┌─ Records for the exercise

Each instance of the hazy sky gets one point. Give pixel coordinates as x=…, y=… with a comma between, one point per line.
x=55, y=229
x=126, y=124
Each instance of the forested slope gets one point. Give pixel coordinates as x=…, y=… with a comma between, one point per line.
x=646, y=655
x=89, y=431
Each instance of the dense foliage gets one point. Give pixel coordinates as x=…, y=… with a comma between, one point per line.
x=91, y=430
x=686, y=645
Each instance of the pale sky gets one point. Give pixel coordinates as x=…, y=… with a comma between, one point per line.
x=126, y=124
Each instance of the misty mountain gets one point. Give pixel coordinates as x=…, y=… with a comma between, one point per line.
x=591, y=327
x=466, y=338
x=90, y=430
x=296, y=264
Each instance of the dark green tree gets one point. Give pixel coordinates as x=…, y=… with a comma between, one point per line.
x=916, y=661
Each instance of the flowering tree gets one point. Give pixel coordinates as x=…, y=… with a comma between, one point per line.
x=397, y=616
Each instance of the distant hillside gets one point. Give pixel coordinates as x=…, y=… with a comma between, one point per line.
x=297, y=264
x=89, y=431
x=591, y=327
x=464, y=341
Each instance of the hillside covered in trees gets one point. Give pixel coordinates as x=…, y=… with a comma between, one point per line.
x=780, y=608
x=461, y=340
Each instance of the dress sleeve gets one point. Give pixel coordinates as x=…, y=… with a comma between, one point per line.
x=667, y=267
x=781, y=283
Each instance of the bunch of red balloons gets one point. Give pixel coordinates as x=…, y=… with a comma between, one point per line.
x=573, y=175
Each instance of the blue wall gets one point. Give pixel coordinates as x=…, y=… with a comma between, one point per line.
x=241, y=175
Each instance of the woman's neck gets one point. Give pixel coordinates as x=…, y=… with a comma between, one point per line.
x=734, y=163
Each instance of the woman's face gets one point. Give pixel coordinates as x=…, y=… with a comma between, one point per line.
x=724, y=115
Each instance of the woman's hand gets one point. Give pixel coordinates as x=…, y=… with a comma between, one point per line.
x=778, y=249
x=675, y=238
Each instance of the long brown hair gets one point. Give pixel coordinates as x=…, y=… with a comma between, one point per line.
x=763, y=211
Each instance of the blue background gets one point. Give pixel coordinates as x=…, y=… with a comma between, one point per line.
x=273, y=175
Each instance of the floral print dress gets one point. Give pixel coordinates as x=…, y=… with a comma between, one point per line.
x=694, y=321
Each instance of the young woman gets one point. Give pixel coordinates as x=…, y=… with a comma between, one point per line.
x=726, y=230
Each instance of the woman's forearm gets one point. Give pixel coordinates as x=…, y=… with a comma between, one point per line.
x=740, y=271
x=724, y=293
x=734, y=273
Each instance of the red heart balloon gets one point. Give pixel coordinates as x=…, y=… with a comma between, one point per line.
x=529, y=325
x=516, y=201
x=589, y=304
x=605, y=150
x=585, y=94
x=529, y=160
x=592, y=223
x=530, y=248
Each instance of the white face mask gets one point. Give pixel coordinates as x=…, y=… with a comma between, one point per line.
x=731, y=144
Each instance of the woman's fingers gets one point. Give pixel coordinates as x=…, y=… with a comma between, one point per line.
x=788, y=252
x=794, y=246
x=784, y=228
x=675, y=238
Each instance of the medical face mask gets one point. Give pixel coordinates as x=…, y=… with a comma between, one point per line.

└─

To do: In full and without alteration, transcribe the entries above.

Exercise output:
Each instance of the hazy sky gets one point. Give pixel coordinates as x=…, y=… with a comma between, one point per line.
x=55, y=229
x=126, y=124
Each instance of the forested slope gets one point. Give pixel coordinates as x=…, y=… with a comma between, one point per line.
x=646, y=655
x=89, y=431
Each instance of the dense foliage gets one point. Give pixel coordinates as x=…, y=… with a comma between, one point per line.
x=91, y=430
x=686, y=645
Each instance of the pale sky gets one point. Give pixel coordinates as x=…, y=… with a comma between, one point per line.
x=126, y=124
Each instance of the misty mountain gets one point. Give pixel coordinates as x=…, y=… with a comma between, one point per line.
x=591, y=327
x=466, y=338
x=90, y=430
x=296, y=264
Each instance of the dark green tree gets one point. Give pixel coordinates as x=…, y=… with a comma between, one point per line.
x=916, y=661
Each instance of the flowering tree gets one point. Give pixel coordinates as x=…, y=… with a comma between, one point per line.
x=397, y=616
Each instance of the distant hillside gets one point. Give pixel coordinates as x=…, y=… with a comma between, one point per line.
x=297, y=264
x=89, y=431
x=591, y=327
x=464, y=341
Each instance of the hillside covered in trees gets one point. Give pixel coordinates as x=…, y=… with a comma between, one point per line.
x=780, y=608
x=461, y=340
Each instance of the dress sleeve gets one point. Give pixel coordinates as x=…, y=… with a comma between, one point per line.
x=667, y=267
x=781, y=283
Each instance of the bunch of red balloons gets one point. Give pixel coordinates as x=…, y=… with a comma between, one point per line.
x=573, y=175
Each instance of the blue wall gets one point. Give pixel coordinates as x=…, y=… with a comma between, one point per line.
x=241, y=175
Each instance of the woman's neck gets one point. Give pixel coordinates as x=…, y=… with a comma between, one point per line.
x=734, y=163
Each instance of the woman's face gets one point. Give pixel coordinates as x=…, y=… with a comma between, one point per line.
x=724, y=115
Each instance of the woman's hand gets one point. Give pixel coordinates as x=…, y=… with a comma between, one point per line.
x=778, y=249
x=675, y=238
Each instance of the long brown hair gets one point. Give pixel coordinates as x=…, y=… with a comma between, one point per line.
x=763, y=211
Each instance of the blue background gets one point. Give pixel coordinates as x=…, y=… with a comma between, one point per line.
x=273, y=175
Each instance of the floral print dress gets one point. Give pixel coordinates as x=…, y=… with a comma between, one point per line.
x=694, y=321
Each instance of the young woman gets one point. Give pixel coordinates as x=…, y=… with a comma between, one point per line.
x=726, y=230
Each instance of the woman's forearm gets one point. Give pixel coordinates as x=…, y=… with a comma between, one point per line.
x=740, y=271
x=724, y=293
x=734, y=273
Each instance of the red heart balloon gets one point. Give pixel coordinates as x=…, y=… with a comma between, one point per line.
x=529, y=325
x=516, y=201
x=589, y=304
x=605, y=150
x=585, y=94
x=529, y=160
x=592, y=223
x=530, y=248
Each instance of the white face mask gets one point. Give pixel coordinates as x=…, y=… with a comma between, one point per line.
x=731, y=144
Each instance of the woman's fingers gets one point. Give pixel coordinates as x=…, y=… with a comma between, one point per line.
x=788, y=252
x=794, y=246
x=784, y=228
x=675, y=238
Each instance of the medical face mask gets one point. Give pixel coordinates as x=…, y=… with a comma between, one point per line.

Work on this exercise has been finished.